Exercise requirements:
1. Answer these about the number-ranking list:
(a) By what three qualities are the numbers ranked?
(b) Which font and size does the entry for the number 12 call a great combination?
(c) What age does the entry for the number 10 say may have been the peak of human life?
2. Please extend the number-ranking list from where it stops.

Reading passage:
[BEGIN]

Here is some more junk for your mindless consumption. 

Numbers have been around since at least the 1920’s and throughout their history, some numbers have had a better career than others. This list will not just rank the standard 0-9 system, but any combination of numbers. They will be ranked based on their recognizability, coolness, and whether I like them. There will be bias, and lots of it, so let’s just get that out of the way. Anyways, here we are:

#10 – The number 10

  • This one was easy. A slam dunk. Every great list has a top 10. If you are a professional ranker, you have used the number ten, more times than you can remember. Plus, being ten years old may have been the peak of human life. You got to run around and have fun with your friends, without a single care in the world. 

#9 – The number 12

  • Times New Roman, 12 p.t. Font is an absolute banger combination. Plus, when you want to insult someone younger than you, you always say: “what are you, like 12?”

#8 – The number 1

  • The number one signifies being the best, the winner, the champion. But it also signifies how single you are, you freaking loser. lol

#7 – The number 69

  •  If you thought I wasn’t going to make a 69 joke in this list, you are a fool. Imagine thinking I was mature, idiot.

[END]

Dataset extract:

[BEGIN]

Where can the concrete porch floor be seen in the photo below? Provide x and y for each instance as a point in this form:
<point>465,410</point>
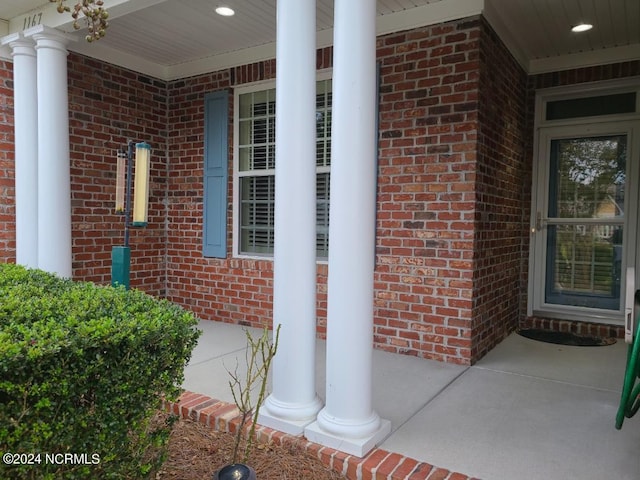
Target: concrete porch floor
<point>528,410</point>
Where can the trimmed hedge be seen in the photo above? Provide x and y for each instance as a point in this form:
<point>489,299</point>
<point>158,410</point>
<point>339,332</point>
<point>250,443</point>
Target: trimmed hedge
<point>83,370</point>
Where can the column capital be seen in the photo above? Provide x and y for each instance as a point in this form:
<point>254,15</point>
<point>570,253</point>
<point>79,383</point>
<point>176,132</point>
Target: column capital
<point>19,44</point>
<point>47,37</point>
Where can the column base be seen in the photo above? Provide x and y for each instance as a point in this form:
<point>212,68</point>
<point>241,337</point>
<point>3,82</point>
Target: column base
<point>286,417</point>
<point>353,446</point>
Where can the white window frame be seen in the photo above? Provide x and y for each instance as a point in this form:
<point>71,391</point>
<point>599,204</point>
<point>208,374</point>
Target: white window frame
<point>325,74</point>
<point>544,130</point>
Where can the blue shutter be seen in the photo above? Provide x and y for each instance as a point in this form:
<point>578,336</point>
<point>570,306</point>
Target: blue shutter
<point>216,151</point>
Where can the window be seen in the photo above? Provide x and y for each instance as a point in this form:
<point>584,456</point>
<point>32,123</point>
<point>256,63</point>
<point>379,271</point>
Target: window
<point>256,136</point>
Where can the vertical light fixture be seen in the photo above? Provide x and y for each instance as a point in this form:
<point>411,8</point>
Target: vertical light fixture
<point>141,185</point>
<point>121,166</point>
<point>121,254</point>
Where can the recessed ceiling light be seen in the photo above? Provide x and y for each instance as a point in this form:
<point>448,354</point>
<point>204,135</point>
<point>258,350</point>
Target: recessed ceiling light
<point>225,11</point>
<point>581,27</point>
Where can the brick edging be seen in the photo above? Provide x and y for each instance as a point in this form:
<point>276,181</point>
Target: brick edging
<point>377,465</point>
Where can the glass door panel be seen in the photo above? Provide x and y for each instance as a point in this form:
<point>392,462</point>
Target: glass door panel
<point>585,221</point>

[END]

Answers for the tasks:
1.
(a) Recognizability, coolness, and whether the writer likes them.
(b) Times New Roman, 12 p.t.
(c) Ten years old.

2.
#6 – The number 24

  •  When heading down to your local liquor mart, what is the number of beers you are likely going to purchase. That’s right you’re gonna buy a 2 4. Or a “rack” for you uncultured swine from Ontario.*

#5 – The number 2012

  • This was the year we were all supposed to die. And honestly, they might have gotten that one right.  Has anyone truly had a good year since then? Or did we all just die inside that year? Plus, that’s the year Call Me Maybe by Carly Rae Jepsen was released, so in other words, the year music peaked.

#4 – The numbers on your credit card

  •  Comment them below. Don’t be shy. Include the date and CVV code. Do It. Please.

#3 – The number 222-2222

  • Call number, get pizza. Do I really need to explain any more than that?

#2 – The number 19

  • When we were growing up, 19 was THE number if you wanted to be the captain of your hockey team. Some of hockey’s greatest leaders have worn this number, such as Joe Sakic, Joe Thornton, Me, Jonathon Toews, Marcus Naslund, and obviously, the greatest captain of all-time Steve Yzerman. If you weren’t wearing number 19, you could not be trusted to be the leader in a room. 19 is the best sports number in the world. 

#1 – The number 3

  • The rule of 3 states that humans find things grouped in threes inherently funnier, more satisfying and more memorable (google it). Triangles, packs of bell peppers, and hockey periods, are all beautiful things that come in threes. So grab your partner and a friend, and celebrate the number 3.

There you have it, the Top 10 numbers of all-time. As always, if you disagree with my list, that’s fine. Everyone is entitled to their own opinion. But opinions can be wrong, and boy do you look stupid right now.

Thank you for reading! Make sure to let me know what you want to be ranked next!!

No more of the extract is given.